> **SHORT TASK**:
Set out the lines below as a numbered list, skipping any blank lines and leaving the pictures out.

> **WORKING DATA**:
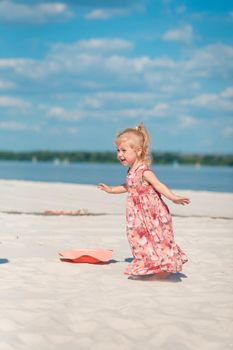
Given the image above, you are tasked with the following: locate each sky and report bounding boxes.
[0,0,233,154]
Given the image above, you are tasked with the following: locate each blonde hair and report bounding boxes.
[115,123,151,164]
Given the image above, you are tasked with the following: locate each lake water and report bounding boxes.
[0,161,233,192]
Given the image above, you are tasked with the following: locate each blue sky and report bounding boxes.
[0,0,233,153]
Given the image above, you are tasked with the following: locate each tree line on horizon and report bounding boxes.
[0,151,233,166]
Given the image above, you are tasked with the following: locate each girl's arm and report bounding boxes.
[143,170,190,205]
[98,183,127,194]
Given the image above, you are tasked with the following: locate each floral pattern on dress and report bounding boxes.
[125,165,188,275]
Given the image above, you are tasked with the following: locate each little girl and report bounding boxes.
[98,124,189,278]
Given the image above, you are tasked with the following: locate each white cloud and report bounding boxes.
[85,8,129,20]
[181,90,233,111]
[0,58,31,69]
[0,121,40,132]
[182,44,233,80]
[221,86,233,98]
[162,25,193,44]
[0,80,16,90]
[50,38,133,58]
[223,126,233,137]
[47,106,83,121]
[0,96,31,109]
[178,115,199,128]
[176,5,187,15]
[0,0,72,24]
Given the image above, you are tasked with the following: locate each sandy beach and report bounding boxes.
[0,180,233,350]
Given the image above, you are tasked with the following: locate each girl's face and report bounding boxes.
[117,141,140,167]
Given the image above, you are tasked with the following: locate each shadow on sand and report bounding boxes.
[128,272,187,283]
[0,258,10,264]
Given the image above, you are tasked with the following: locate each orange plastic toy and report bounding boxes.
[59,249,113,264]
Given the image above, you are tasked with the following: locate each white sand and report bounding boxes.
[0,180,233,350]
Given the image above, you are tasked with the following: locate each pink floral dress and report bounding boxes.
[125,165,188,275]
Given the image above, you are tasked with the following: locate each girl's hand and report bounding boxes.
[98,184,112,193]
[172,196,190,205]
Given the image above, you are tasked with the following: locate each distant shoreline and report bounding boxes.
[0,151,233,166]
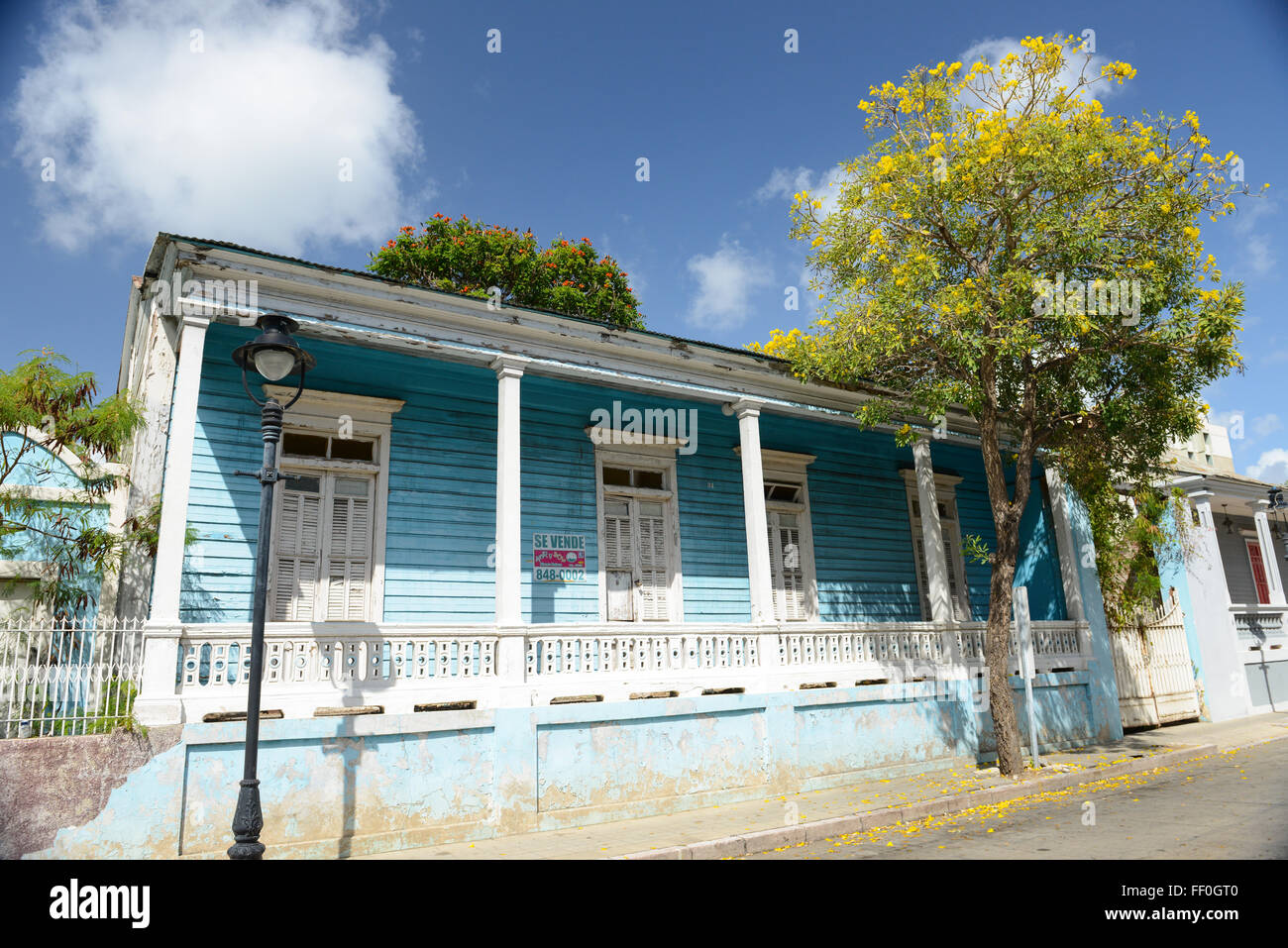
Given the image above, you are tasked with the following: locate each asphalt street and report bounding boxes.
[744,739,1288,859]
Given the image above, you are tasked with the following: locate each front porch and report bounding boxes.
[136,621,1091,724]
[1160,474,1288,721]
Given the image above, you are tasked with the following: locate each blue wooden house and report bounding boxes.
[62,233,1121,851]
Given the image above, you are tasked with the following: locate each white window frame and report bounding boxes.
[903,469,971,622]
[265,385,406,625]
[1239,529,1278,605]
[734,446,819,623]
[587,428,684,626]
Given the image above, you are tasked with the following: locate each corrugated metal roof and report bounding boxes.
[158,232,793,370]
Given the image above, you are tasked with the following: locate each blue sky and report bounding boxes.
[0,0,1288,480]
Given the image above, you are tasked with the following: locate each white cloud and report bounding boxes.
[1232,196,1279,277]
[958,36,1122,108]
[755,164,845,214]
[688,237,773,330]
[1248,448,1288,484]
[1252,413,1283,438]
[10,0,425,254]
[756,166,814,203]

> **SOLUTION**:
1. Given the image above, you are tasked with the following: locate each sky and report bounding boxes.
2. [0,0,233,154]
3. Given the image above, you are tasked with the following: locate each blonde hair and report bounding boxes.
4. [115,123,151,164]
5. Given the image above, you are tasked with the following: locate each lake water and report bounding boxes.
6. [0,161,233,192]
7. Given the image above, you are tasked with the following: locate each blue sky and report bounding boxes.
8. [0,0,233,153]
9. Given the image above, you are tasked with the following: locate each tree line on horizon and report bounding boxes.
10. [0,151,233,166]
11. Given the image above, you are tasked with the following: locate each girl's arm and report bounding boxes.
12. [143,170,190,205]
13. [98,183,127,194]
14. Given the image above, you are tasked with the following: locate each floral pattern on dress and report bounding boxes.
15. [125,165,188,275]
16. Given the image above, you are tasked with the following: locate each little girl and report bounding boxes.
17. [98,124,189,278]
18. Given the image above, you are tasked with the following: locate each white cloud and report bounding boxes.
19. [85,8,129,20]
20. [181,90,233,111]
21. [0,58,31,69]
22. [0,121,40,132]
23. [182,44,233,80]
24. [221,86,233,98]
25. [162,25,193,44]
26. [0,80,16,90]
27. [50,38,133,58]
28. [223,126,233,137]
29. [47,106,83,121]
30. [0,96,31,109]
31. [178,115,199,128]
32. [176,5,187,15]
33. [0,0,72,24]
34. Given the image above, you are tasked with the following: locate each sandy beach and report bounding boxes.
35. [0,180,233,350]
36. Given the image above, you are tasked with the following: locate each girl's face and report bounding boxes.
37. [117,141,140,167]
38. Given the image above, you are tasked with the following: locate each shadow on sand and report bounding boxes.
39. [128,272,187,283]
40. [0,258,10,264]
41. Given the image above, you are tasked with the following: locate each orange plastic toy and report bounding boxes.
42. [59,249,113,264]
43. Given the image above, you are tasked with the following: locate each white sand and report bounding boxes.
44. [0,180,233,350]
45. Given the image above, you are tasked with the following: locate each pink floral dress and report bounding boxes.
46. [125,165,188,275]
47. Given the image above, you are tasked with the following: locate each girl's hand and report bounding boxes.
48. [98,184,112,193]
49. [172,196,190,205]
50. Given the image above, you are tasked with the following: locate each distant shoreline and report bounding boxes.
51. [0,151,233,166]
52. Given the image above, you are tasked with the following: locate each asphalt street and report bounding boxes.
53. [744,739,1288,859]
54. Given the image above, you are tasked with the following: locate each front porch and report bounding boxes.
55. [136,621,1091,724]
56. [1160,474,1288,721]
57. Given the image above, you are tasked with the following: locate each blue wooden house and report bounding boxes.
58. [62,233,1121,851]
59. Given the image above, you are tasked with the following: locate each white window frame and report bounding boxes.
60. [903,469,971,622]
61. [265,385,406,625]
62. [1239,529,1278,605]
63. [734,446,819,623]
64. [587,428,684,626]
65. Given the image above, you are tasked with the following: locate each corrugated metal roof and report bounding boxes.
66. [158,232,793,370]
67. Given the image above, you are tasked with the following: locate each blue sky and report bounding boxes.
68. [0,0,1288,480]
69. Given the image above, you are tasked with the following: locate each white cloud and report bounding boxes.
70. [1232,196,1279,277]
71. [958,36,1122,108]
72. [755,164,845,214]
73. [688,237,773,330]
74. [1248,448,1288,484]
75. [1252,413,1283,438]
76. [10,0,425,254]
77. [756,166,814,203]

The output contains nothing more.